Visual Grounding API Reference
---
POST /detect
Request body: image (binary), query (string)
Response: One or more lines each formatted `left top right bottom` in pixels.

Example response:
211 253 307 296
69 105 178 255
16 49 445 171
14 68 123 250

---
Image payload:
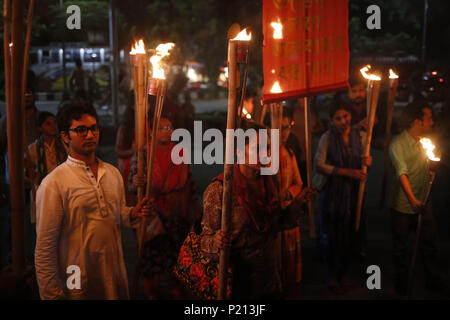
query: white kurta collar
67 155 106 182
67 155 90 168
67 155 103 167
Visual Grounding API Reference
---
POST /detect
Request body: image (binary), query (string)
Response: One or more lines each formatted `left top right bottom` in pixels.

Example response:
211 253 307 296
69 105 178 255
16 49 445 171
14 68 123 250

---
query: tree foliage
2 0 449 87
348 0 424 55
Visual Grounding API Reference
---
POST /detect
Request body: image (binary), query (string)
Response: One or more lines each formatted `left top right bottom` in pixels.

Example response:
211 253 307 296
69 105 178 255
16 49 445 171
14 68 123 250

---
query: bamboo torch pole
21 0 35 106
129 44 147 297
355 66 381 231
218 28 251 300
137 78 166 257
136 53 147 205
407 141 440 299
303 97 316 238
132 43 174 298
23 0 36 207
137 42 174 256
379 69 399 209
3 0 11 123
269 102 282 197
145 79 166 199
7 0 26 273
218 38 237 301
129 41 149 298
130 51 139 161
260 104 268 125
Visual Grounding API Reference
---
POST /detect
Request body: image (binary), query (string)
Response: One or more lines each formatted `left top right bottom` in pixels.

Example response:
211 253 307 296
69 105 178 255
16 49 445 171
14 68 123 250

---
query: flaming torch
145 42 175 197
380 69 399 208
218 26 252 300
129 40 149 298
130 43 174 295
407 138 440 299
267 18 283 130
269 81 283 133
136 42 175 255
355 65 381 231
269 81 283 205
303 96 316 239
129 40 148 205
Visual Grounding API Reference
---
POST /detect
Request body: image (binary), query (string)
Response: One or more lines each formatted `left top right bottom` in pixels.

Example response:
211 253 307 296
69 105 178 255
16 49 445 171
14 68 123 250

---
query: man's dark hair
75 59 82 68
36 111 56 127
348 76 365 88
403 100 431 128
57 102 98 133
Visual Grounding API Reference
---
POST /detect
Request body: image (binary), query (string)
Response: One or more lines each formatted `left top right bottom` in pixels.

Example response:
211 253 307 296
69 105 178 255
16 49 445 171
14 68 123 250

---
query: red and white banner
263 0 349 103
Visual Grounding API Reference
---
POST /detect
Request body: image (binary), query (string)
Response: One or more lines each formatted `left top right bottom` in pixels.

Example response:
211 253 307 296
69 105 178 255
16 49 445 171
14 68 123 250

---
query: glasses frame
68 124 99 137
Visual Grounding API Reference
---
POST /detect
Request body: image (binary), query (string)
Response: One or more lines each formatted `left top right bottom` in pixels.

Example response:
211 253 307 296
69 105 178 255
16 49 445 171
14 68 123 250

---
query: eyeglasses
69 124 99 137
158 126 173 131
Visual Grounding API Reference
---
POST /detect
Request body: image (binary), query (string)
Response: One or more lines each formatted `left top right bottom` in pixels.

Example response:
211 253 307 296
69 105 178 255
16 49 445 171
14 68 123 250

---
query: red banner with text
263 0 349 103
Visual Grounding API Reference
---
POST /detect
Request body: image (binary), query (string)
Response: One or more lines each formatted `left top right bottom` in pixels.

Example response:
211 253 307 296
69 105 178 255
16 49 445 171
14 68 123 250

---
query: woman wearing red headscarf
199 122 315 299
129 117 200 299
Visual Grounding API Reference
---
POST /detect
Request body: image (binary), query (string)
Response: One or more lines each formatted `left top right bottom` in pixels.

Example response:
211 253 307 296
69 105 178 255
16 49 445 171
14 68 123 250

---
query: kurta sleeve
35 180 66 300
314 132 336 175
200 181 223 254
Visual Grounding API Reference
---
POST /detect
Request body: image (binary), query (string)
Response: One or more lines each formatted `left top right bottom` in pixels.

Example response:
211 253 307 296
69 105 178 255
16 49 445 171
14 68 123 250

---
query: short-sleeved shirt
389 130 428 214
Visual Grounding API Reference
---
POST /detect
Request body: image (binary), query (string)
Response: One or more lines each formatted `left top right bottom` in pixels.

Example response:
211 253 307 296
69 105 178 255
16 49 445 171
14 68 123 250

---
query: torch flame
360 65 381 81
232 28 252 41
270 81 282 93
389 68 399 79
130 39 146 55
150 42 175 80
271 19 283 39
419 138 440 162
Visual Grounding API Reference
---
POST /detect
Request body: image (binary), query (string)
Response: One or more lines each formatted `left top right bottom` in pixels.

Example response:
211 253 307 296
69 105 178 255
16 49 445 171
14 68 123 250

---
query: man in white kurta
35 102 149 300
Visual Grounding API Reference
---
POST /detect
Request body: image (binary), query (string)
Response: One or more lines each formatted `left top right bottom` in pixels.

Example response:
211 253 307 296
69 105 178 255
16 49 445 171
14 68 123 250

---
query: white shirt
35 156 138 300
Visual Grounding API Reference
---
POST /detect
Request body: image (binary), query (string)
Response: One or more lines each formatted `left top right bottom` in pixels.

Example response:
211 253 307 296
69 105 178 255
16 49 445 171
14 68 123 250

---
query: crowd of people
0 67 449 300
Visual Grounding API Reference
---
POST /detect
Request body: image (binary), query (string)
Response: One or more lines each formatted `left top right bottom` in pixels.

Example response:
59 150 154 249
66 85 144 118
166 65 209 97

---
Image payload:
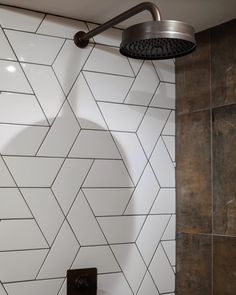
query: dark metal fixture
74 1 196 60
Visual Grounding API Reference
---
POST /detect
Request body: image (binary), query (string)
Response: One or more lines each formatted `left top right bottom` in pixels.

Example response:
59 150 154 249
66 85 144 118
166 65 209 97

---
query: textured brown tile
176 30 211 115
213 235 236 295
211 19 236 108
176 110 212 233
176 233 212 295
213 104 236 235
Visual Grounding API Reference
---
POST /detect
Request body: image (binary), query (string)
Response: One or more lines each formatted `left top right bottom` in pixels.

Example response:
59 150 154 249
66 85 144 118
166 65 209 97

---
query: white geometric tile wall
0 5 176 295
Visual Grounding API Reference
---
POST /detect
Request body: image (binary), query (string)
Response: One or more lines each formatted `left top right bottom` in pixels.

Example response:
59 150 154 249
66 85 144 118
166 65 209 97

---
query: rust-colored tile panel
213 104 236 235
176 30 211 115
176 233 212 295
211 19 236 108
176 110 212 233
213 235 236 295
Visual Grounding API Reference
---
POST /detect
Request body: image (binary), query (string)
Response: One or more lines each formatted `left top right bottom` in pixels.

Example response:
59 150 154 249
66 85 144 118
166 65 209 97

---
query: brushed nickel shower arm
74 1 162 48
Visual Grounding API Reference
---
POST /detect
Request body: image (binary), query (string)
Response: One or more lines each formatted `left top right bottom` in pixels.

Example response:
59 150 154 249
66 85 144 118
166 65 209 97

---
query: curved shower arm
74 2 161 47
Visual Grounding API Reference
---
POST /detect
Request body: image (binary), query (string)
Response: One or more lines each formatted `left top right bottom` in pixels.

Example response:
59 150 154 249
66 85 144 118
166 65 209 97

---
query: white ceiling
1 0 236 32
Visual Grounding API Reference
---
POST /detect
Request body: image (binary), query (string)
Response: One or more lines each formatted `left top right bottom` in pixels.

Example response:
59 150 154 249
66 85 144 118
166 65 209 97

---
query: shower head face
120 20 196 60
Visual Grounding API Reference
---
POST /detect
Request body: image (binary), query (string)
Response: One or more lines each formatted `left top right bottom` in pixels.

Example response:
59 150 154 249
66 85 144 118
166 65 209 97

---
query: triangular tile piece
84 71 134 103
111 244 146 294
21 188 64 246
83 45 134 76
162 241 176 266
128 58 143 76
58 279 66 295
98 273 133 295
112 132 147 185
83 188 133 216
98 216 145 243
151 188 176 214
162 111 175 136
53 40 93 95
37 221 79 279
162 215 176 240
67 73 107 130
67 191 106 245
125 164 159 215
151 82 176 109
137 107 170 158
69 130 120 159
37 101 80 157
125 61 159 106
153 59 175 83
52 159 93 215
136 215 170 265
0 188 32 219
72 246 120 273
162 135 175 162
4 278 64 295
149 245 175 293
0 157 15 187
137 272 159 295
149 138 175 187
0 27 16 60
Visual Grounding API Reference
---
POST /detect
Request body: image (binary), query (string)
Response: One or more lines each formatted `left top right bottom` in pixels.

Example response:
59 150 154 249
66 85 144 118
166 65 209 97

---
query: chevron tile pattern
0 5 176 295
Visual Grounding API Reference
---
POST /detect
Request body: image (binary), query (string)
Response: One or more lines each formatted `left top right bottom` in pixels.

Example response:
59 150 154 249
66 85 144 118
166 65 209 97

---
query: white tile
52 159 93 215
0 92 48 125
67 191 106 245
151 82 176 109
4 278 64 295
125 61 159 106
128 59 143 76
0 28 16 60
4 156 63 187
98 216 145 243
38 15 88 39
0 284 7 295
98 102 146 132
87 23 122 47
151 189 176 214
162 136 175 162
98 273 133 295
22 63 66 124
67 74 107 129
112 244 146 294
112 132 147 185
83 160 133 188
83 188 133 216
83 71 134 103
150 139 175 187
162 241 176 266
6 30 64 65
0 5 44 32
0 188 31 219
84 45 134 76
0 220 48 251
37 101 80 157
72 246 120 273
162 111 175 136
136 215 171 265
153 59 175 83
149 245 175 293
125 164 159 215
53 40 93 95
58 279 66 295
137 107 170 158
0 157 15 187
0 249 48 282
137 272 159 295
69 130 120 159
21 188 64 246
0 60 32 93
162 215 176 240
0 124 48 156
38 221 79 279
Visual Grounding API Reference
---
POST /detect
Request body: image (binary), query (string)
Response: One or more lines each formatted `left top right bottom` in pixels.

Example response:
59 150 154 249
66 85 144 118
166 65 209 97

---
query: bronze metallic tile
176 110 212 233
213 104 236 236
213 235 236 295
176 233 212 295
176 30 211 115
211 19 236 108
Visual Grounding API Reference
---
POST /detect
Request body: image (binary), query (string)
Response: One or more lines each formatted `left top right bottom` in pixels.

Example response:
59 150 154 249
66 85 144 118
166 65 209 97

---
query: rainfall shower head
74 2 196 60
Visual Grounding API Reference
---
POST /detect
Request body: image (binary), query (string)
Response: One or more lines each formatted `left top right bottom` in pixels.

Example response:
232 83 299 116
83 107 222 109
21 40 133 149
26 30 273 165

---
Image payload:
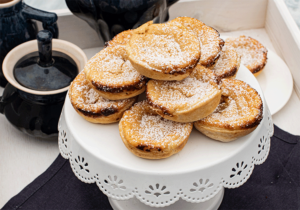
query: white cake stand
58 66 273 209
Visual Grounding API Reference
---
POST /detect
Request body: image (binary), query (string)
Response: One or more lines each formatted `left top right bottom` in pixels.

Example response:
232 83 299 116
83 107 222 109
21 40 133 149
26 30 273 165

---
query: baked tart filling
170 17 224 67
119 101 193 159
106 30 132 47
69 71 137 124
225 35 268 76
146 65 221 122
194 78 263 142
209 45 241 79
126 21 201 81
84 44 147 100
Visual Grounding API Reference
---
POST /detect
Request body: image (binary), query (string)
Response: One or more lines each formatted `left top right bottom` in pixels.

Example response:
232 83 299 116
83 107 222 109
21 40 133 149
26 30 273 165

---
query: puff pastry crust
225 36 268 76
209 45 241 79
126 21 201 81
119 101 193 159
69 71 137 124
106 30 132 47
170 17 224 67
146 65 221 122
84 44 147 100
194 78 263 142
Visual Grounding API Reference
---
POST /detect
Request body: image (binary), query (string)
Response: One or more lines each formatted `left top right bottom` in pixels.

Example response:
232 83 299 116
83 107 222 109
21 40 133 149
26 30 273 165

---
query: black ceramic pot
65 0 179 43
0 84 66 137
0 36 87 138
0 0 59 87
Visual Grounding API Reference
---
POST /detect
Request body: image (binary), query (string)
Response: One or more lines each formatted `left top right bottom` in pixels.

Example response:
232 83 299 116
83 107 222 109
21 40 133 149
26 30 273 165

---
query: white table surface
1 28 300 208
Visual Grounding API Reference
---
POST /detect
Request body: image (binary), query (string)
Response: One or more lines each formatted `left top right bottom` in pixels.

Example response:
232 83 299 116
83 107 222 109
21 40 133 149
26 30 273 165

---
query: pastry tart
194 79 263 142
84 44 147 100
146 64 222 122
126 21 201 81
170 17 224 67
119 101 193 159
69 71 137 124
225 36 268 76
106 30 132 47
209 45 241 79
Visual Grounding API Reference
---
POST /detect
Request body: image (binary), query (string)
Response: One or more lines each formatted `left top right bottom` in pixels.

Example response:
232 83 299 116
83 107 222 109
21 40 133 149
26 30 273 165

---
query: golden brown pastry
106 30 132 47
225 36 268 76
146 64 221 122
119 101 193 159
69 71 137 124
209 45 241 79
126 21 201 81
170 17 224 67
84 44 147 100
194 78 263 142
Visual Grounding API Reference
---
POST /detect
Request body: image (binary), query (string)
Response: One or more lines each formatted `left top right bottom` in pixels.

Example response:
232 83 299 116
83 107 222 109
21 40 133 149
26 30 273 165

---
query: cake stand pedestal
58 66 273 209
109 188 224 210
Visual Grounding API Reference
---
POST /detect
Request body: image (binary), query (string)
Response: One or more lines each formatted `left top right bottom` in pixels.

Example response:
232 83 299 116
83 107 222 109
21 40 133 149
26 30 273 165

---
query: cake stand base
109 187 224 210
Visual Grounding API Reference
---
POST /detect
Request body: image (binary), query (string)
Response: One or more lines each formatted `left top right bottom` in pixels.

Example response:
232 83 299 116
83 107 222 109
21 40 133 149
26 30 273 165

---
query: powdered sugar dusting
121 102 192 148
199 79 263 129
171 17 223 66
200 25 222 64
133 35 184 69
226 36 267 71
211 45 240 78
84 45 143 86
202 97 240 125
129 22 200 73
70 71 130 112
149 76 217 110
107 30 132 46
139 115 188 142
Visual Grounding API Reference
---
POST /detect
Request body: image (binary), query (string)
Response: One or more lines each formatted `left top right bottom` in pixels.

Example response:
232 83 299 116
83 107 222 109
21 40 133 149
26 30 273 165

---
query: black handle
97 19 110 42
167 0 179 7
37 30 53 67
22 3 59 38
0 96 5 114
0 84 17 114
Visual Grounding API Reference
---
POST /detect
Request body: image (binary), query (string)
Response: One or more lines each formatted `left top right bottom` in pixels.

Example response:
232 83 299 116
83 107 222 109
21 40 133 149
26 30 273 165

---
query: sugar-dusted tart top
146 65 221 115
126 21 200 76
69 71 135 115
225 36 268 75
197 78 263 129
170 17 224 67
106 30 133 47
120 101 193 150
84 44 146 93
210 45 241 79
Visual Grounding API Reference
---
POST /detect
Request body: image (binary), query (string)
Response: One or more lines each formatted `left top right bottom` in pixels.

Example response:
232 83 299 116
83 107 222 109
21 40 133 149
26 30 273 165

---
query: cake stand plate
58 65 273 209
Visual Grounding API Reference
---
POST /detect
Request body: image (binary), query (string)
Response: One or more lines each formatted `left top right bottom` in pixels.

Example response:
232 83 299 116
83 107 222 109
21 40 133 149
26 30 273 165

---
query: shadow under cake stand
58 66 273 210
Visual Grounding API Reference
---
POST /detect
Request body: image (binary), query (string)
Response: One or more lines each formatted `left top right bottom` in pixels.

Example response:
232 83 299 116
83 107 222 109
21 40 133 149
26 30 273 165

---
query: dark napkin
2 125 300 210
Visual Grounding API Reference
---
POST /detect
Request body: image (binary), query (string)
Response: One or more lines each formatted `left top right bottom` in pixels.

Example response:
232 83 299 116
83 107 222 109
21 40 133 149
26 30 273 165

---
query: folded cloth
2 125 300 210
219 125 300 210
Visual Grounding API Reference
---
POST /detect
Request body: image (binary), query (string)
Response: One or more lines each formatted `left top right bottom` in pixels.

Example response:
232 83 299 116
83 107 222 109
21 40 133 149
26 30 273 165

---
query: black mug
0 84 66 138
0 0 59 87
0 33 87 138
65 0 178 43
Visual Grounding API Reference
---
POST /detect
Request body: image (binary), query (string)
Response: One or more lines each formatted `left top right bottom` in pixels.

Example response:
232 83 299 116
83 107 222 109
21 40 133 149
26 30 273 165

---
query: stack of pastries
69 17 265 159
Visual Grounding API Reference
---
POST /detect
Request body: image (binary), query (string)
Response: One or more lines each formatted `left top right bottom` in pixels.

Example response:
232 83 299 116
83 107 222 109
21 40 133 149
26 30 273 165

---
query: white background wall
24 0 68 10
23 0 300 29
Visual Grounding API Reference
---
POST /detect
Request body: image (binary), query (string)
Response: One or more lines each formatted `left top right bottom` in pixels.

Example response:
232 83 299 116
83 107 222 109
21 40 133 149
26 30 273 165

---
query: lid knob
13 30 78 92
37 30 53 67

#### Directions:
Repeat precisely the lines of the data starting at the one containing "query: folded cloth", last line included.

#### Written solution:
query: folded cloth
2 125 300 210
219 125 300 210
Visual Grounding API Reference
---
POST /detect
Request body: image (binary), query (string)
Response: One or more lines each formatted `left top right bottom` in pixels.

Example response:
232 83 299 116
83 107 222 109
21 40 133 149
26 30 273 165

---
query: black mug
0 84 66 138
0 0 59 87
0 33 87 138
65 0 178 43
Visual Grounding API Reference
---
POST /detect
Request body: image (binary), query (string)
Response: One or more lines each formatted `left top right bottom` in pixels.

Example response:
232 83 299 116
83 107 222 109
21 40 133 149
26 30 273 165

---
query: stack of pastries
69 17 265 159
Visual Grounding API Reference
---
POST /detect
Request body: image (binary), query (string)
Response: One or more lines each formatted `left top right bottom` in pixels.

Example response:
232 83 299 116
83 107 222 109
21 40 133 149
26 30 273 165

---
query: white background wall
24 0 68 10
23 0 300 29
Visual Grounding API Reference
---
POST /detect
Request body: image (binary), query (string)
Response: One or more lines each formatted `left top right bottom` in pixels.

Example response:
232 83 299 116
83 107 222 109
21 40 133 149
26 30 273 165

---
query: lid knob
13 30 78 92
37 30 53 67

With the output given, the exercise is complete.